*** DATA IN THIS EXERCISE Section Begins ***
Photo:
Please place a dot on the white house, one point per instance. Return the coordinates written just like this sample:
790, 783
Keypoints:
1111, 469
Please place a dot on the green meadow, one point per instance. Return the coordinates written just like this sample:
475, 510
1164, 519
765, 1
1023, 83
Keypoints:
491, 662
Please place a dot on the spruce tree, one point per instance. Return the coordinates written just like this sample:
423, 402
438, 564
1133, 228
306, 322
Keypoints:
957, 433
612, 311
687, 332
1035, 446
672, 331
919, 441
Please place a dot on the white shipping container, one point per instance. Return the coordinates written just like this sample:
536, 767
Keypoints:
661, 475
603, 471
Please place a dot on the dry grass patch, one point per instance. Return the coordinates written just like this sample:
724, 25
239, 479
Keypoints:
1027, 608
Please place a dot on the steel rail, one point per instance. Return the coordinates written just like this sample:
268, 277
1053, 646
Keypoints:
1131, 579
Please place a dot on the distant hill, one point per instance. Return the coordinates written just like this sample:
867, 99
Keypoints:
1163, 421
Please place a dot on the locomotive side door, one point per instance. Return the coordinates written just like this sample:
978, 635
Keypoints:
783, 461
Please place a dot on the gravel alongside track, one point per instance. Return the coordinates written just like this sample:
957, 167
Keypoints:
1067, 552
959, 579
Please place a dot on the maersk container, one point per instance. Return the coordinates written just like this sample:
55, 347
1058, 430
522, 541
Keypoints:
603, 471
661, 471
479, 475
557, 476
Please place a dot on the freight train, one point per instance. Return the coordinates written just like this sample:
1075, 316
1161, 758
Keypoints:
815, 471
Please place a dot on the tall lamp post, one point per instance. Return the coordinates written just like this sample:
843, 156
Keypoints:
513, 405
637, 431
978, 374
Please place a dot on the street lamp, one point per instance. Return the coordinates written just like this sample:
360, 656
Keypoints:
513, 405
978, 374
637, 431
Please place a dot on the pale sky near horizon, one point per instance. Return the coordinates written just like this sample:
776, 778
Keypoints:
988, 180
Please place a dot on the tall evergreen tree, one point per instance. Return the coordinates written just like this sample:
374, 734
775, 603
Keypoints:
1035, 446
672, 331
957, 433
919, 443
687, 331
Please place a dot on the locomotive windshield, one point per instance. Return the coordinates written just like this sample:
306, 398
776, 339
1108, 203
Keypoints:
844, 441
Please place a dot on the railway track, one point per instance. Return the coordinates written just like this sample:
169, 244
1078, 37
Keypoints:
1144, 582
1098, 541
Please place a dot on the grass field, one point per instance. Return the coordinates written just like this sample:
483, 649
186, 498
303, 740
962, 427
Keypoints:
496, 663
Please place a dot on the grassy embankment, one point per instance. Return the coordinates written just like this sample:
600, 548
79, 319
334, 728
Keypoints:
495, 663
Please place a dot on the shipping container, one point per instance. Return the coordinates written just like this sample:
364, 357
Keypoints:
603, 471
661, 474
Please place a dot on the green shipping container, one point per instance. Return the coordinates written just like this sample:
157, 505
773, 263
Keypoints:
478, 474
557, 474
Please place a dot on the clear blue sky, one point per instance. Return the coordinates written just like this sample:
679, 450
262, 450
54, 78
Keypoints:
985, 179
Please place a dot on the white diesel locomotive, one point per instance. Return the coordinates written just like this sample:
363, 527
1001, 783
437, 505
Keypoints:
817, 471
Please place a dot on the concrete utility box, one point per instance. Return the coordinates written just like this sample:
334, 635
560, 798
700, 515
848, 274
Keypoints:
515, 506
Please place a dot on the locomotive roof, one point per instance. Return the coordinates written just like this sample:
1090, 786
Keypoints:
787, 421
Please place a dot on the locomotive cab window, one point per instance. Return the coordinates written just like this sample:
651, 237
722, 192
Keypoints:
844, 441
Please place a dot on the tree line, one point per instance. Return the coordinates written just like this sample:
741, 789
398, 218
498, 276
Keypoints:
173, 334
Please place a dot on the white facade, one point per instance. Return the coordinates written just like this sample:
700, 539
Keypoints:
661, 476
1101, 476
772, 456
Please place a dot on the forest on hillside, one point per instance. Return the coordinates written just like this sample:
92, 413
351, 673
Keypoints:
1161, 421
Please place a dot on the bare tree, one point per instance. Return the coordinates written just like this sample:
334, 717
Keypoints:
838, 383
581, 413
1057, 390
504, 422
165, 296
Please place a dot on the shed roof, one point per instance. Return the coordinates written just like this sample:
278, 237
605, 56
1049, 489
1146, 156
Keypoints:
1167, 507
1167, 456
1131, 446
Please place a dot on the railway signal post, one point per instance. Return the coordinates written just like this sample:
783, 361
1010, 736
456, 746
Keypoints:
*** DATA IN THIS EXERCISE Section Ends ***
▶ _EXERCISE REQUIREMENTS_
Find the lines that mention "white" in the entries and show them.

▶ _EXERCISE ANSWER_
Please place a dot on the white house, one point per instance. Return the coordinates written just like this sample:
Please place a dot on the white shipping container, one point per instance. Return the coordinates written just like this sample:
Please place a dot on the white diesel locomotive, one point per instance. Return the coordinates written just like this sample:
Please place a dot on the white facade, one point per instance. Return the coordinates written just like this sample:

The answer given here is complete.